Directions: Arrange the lines of the records below as a numbered list, skipping any blank lines, starting at the line that contains "plate panel in" and ending at the line that contains "x=1047, y=866". Include both of those lines.

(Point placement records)
------------------------------------------------

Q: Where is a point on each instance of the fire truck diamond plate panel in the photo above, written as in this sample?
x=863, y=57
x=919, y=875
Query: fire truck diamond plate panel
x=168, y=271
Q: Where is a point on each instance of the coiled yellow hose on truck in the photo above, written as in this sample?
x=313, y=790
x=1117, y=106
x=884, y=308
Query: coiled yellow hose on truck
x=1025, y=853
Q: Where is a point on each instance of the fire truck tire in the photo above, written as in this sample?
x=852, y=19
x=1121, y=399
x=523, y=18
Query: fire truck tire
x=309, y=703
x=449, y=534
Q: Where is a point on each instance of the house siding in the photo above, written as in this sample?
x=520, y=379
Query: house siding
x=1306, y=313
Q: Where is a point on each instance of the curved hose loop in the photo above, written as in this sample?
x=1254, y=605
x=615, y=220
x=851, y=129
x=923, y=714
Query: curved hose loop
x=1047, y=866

------------------------------------------------

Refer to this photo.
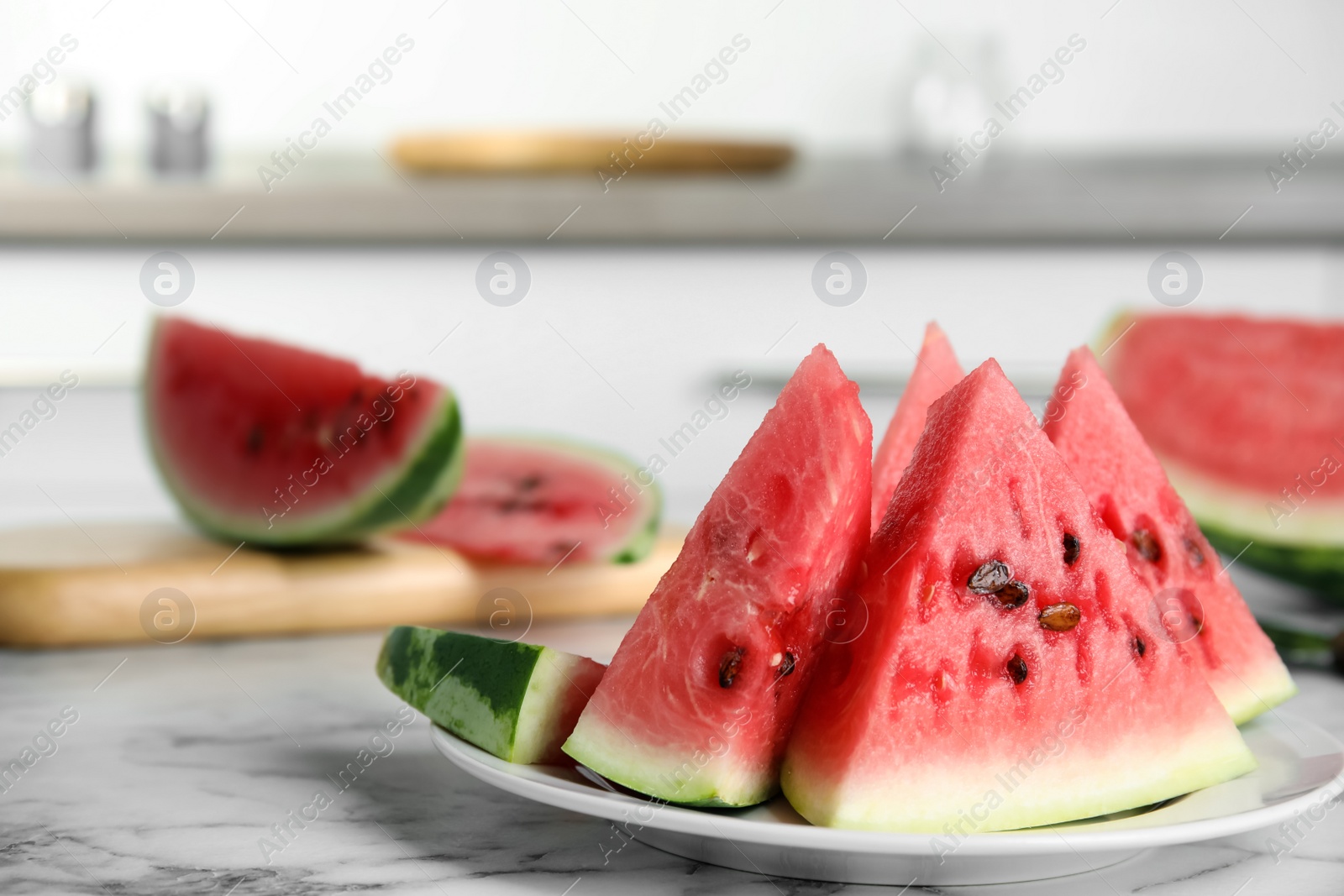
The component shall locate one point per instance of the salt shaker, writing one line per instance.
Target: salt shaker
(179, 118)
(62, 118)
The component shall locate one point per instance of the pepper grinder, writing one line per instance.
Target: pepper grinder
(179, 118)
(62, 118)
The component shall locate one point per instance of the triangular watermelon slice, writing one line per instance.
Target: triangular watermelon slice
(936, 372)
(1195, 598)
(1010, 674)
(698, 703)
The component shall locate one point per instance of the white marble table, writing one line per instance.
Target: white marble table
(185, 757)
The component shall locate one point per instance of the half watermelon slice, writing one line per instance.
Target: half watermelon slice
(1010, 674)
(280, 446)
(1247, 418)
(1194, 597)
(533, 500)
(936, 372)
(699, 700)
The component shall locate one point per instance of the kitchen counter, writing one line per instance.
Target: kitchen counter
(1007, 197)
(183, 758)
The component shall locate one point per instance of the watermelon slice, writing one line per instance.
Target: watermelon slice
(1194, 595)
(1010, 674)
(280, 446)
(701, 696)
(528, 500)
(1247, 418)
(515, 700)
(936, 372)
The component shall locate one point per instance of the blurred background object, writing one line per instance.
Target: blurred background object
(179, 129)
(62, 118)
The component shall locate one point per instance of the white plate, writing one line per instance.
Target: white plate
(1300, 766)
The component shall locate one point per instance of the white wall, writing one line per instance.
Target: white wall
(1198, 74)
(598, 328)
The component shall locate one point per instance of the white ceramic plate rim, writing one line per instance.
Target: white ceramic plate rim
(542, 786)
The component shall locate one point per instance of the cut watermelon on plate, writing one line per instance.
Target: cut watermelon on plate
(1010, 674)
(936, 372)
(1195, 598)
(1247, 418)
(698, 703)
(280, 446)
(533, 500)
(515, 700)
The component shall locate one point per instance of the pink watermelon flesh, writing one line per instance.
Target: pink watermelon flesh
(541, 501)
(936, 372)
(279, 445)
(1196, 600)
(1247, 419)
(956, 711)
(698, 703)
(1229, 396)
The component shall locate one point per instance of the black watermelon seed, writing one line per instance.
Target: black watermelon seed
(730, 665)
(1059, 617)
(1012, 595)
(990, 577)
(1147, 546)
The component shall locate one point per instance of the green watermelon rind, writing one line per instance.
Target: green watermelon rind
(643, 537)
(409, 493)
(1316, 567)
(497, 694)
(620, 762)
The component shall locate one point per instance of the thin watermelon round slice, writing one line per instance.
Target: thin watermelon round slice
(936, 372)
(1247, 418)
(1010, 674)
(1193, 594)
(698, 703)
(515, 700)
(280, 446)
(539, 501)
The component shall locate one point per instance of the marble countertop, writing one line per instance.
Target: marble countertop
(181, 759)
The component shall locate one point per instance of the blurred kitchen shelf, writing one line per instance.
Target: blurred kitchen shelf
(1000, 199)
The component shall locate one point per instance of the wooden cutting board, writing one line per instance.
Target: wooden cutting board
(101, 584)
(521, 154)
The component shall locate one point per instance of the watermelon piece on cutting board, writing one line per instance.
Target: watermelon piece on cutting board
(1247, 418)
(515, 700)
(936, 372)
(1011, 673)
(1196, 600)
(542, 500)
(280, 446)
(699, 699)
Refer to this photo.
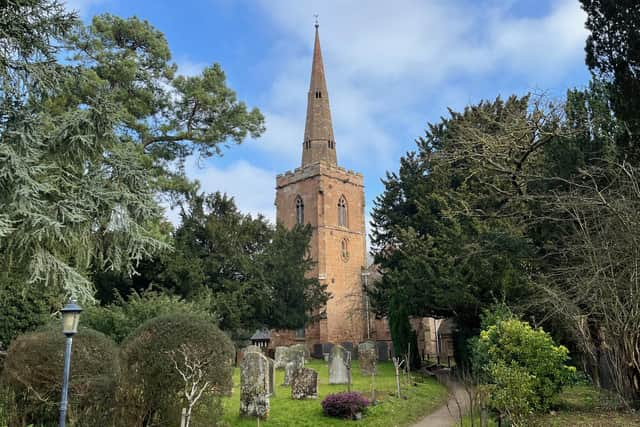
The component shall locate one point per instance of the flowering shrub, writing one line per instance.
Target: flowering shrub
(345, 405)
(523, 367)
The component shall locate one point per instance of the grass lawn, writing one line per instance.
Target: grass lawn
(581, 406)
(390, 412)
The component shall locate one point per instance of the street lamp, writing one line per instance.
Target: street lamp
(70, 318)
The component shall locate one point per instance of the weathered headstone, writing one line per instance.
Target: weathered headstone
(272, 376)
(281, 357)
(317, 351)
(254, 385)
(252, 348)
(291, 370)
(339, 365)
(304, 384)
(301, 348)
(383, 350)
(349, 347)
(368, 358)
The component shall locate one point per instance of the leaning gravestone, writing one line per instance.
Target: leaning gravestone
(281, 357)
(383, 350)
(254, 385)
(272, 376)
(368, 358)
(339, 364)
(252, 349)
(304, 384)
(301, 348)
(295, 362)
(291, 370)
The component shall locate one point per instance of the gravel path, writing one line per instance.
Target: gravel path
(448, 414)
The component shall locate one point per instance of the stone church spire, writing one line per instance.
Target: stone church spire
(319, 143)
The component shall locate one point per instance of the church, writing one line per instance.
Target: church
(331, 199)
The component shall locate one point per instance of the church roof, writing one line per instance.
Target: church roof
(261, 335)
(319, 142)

------------------------------------------------

Exercise response:
1. Q: Where is a point on each instance of the fire truck diamond plate panel in the photo above, written as in this sample?
2. x=863, y=57
3. x=919, y=875
4. Query: fire truck diamond plate panel
5. x=168, y=271
6. Q: Where is a point on each instance of the coiled yellow hose on truck in the photo above, written as in this sample?
7. x=313, y=790
8. x=1117, y=106
9. x=884, y=308
10. Query: coiled yellow hose on truck
11. x=1025, y=853
12. Q: Where is a point on each instance of the fire truck tire in the photo above, written as in this sample?
13. x=852, y=19
14. x=1121, y=399
15. x=523, y=18
16. Query: fire truck tire
17. x=309, y=703
18. x=449, y=534
19. Q: Where is a point on each instance of the house siding in the photo above, written as in this sample?
20. x=520, y=379
21. Query: house siding
22. x=1306, y=313
23. Q: Where is a point on each instance of the curved hose loop in the photo above, written as in this sample?
24. x=1254, y=605
25. x=615, y=220
26. x=851, y=129
27. x=923, y=714
28. Query: curved hose loop
29. x=1047, y=866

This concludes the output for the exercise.